··· QUOTED PASSAGE

"Blessed are the poor in spirit: for theirs is the kingdom of heaven." (Matthew 5:3)
This first of the beatitudes--the opening sentence of Christ's great Sermon on the Mount--is often misinterpreted in affluent America, and made to read something like: "Blessed are those of humble spirit," or "downcast spirit." The word for "poor," however, occurs some 36 times in the New Testament, and always means "poor" in the literal sense--referring specifically to those who are poor financially. That this was the Lord's meaning here is evident from the parallel passage in Luke 6:20: "And he lifted up his eyes on his disciples, and said, Blessed be ye poor: for yours is the kingdom of God." Our text could better be rendered as: "Happy are the poor, in the Spirit!"
Christ, in His first public message, asserted that God had anointed Him "to preach the gospel to the poor" (Luke 4:18). Consider also the rhetorical question of James 2:5: "Hath not God chosen the poor of this world rich in faith, and heirs of the kingdom which he hath promised to them that love him?"

······

■ **GIVEN INSTRUCTION**: Please list every Bible reference (book, chapter and verse) cited in the passage on the first beatitude.

··· MATERIAL

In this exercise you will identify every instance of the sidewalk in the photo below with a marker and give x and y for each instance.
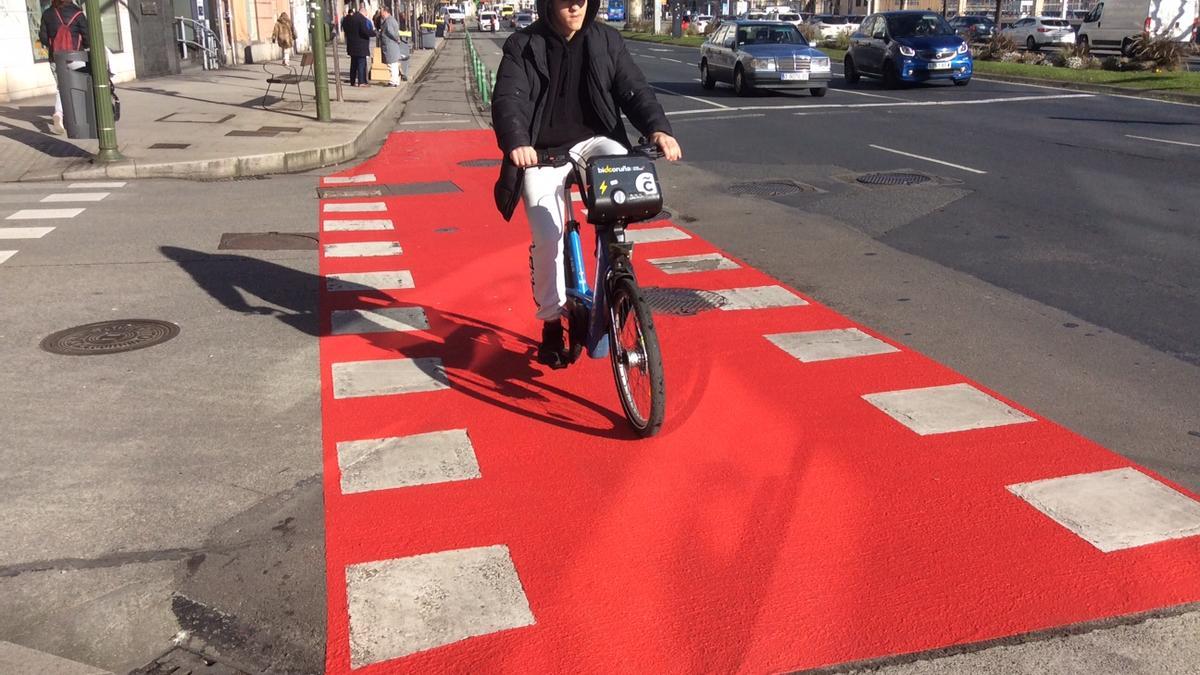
(205, 124)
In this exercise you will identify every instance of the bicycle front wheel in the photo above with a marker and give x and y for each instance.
(636, 359)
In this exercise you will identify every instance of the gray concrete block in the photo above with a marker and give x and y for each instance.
(383, 464)
(827, 345)
(383, 377)
(1114, 509)
(405, 605)
(384, 320)
(942, 410)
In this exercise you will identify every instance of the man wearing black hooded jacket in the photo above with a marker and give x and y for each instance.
(562, 87)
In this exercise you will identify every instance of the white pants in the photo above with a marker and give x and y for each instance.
(545, 199)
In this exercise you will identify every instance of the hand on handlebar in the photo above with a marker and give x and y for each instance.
(667, 145)
(523, 156)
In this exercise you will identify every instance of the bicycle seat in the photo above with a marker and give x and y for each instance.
(622, 189)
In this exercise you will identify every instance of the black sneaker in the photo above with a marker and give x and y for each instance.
(551, 352)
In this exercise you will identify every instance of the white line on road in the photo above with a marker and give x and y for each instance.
(898, 105)
(45, 214)
(75, 197)
(694, 99)
(927, 159)
(1163, 141)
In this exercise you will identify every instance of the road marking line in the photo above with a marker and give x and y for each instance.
(388, 377)
(828, 345)
(355, 225)
(727, 117)
(702, 262)
(45, 214)
(1115, 509)
(898, 105)
(363, 250)
(383, 320)
(406, 605)
(693, 97)
(943, 410)
(1163, 141)
(75, 197)
(353, 207)
(97, 185)
(346, 179)
(360, 281)
(421, 459)
(655, 234)
(24, 232)
(927, 159)
(759, 298)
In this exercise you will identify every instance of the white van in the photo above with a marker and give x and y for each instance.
(1117, 23)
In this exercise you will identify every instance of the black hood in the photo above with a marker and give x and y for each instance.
(588, 18)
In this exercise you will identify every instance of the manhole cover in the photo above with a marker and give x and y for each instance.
(766, 189)
(479, 163)
(683, 302)
(268, 242)
(109, 336)
(893, 178)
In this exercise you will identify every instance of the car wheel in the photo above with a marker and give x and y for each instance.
(851, 72)
(706, 78)
(891, 77)
(741, 87)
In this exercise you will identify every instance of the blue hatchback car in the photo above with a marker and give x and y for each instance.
(899, 47)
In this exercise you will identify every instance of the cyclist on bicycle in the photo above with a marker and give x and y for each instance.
(561, 89)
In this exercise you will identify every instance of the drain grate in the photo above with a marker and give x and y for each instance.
(268, 242)
(109, 336)
(893, 179)
(682, 302)
(479, 163)
(766, 189)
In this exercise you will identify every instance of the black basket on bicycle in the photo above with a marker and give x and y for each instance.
(622, 189)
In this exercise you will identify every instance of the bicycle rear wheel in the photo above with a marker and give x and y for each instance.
(636, 359)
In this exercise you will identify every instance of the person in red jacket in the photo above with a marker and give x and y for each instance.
(61, 13)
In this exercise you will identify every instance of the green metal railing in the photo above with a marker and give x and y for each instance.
(483, 77)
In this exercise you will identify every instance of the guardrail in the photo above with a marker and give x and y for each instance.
(483, 78)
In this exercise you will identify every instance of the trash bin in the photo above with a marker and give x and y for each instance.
(75, 89)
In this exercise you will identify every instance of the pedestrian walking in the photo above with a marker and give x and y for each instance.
(64, 29)
(359, 31)
(285, 35)
(395, 47)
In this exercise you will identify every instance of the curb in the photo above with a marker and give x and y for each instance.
(291, 161)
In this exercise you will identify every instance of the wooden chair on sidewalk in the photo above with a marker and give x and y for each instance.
(287, 76)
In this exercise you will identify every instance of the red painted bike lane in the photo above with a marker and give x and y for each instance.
(819, 496)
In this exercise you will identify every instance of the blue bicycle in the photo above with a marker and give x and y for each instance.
(613, 320)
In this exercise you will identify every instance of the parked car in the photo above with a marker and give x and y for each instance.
(1117, 23)
(489, 21)
(1036, 33)
(829, 25)
(762, 55)
(907, 47)
(973, 29)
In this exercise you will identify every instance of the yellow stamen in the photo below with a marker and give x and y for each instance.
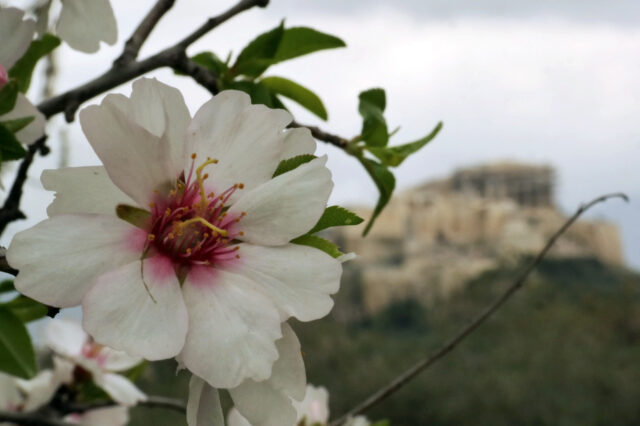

······

■ **TASK RESPONSE**:
Matthew 5:3
Luke 6:20
Luke 4:18
James 2:5